[Entries provided start]

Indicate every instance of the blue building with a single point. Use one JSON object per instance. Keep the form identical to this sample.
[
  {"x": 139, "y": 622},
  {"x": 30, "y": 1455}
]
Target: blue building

[Entries provided end]

Exercise requirements
Please set down the records above again, line for line, without changing anything.

Full answer
Indicate every instance of the blue building with a single point. Use one JSON object per instance. Keep the form identical to this sample.
[
  {"x": 139, "y": 622},
  {"x": 30, "y": 1455}
]
Target: blue building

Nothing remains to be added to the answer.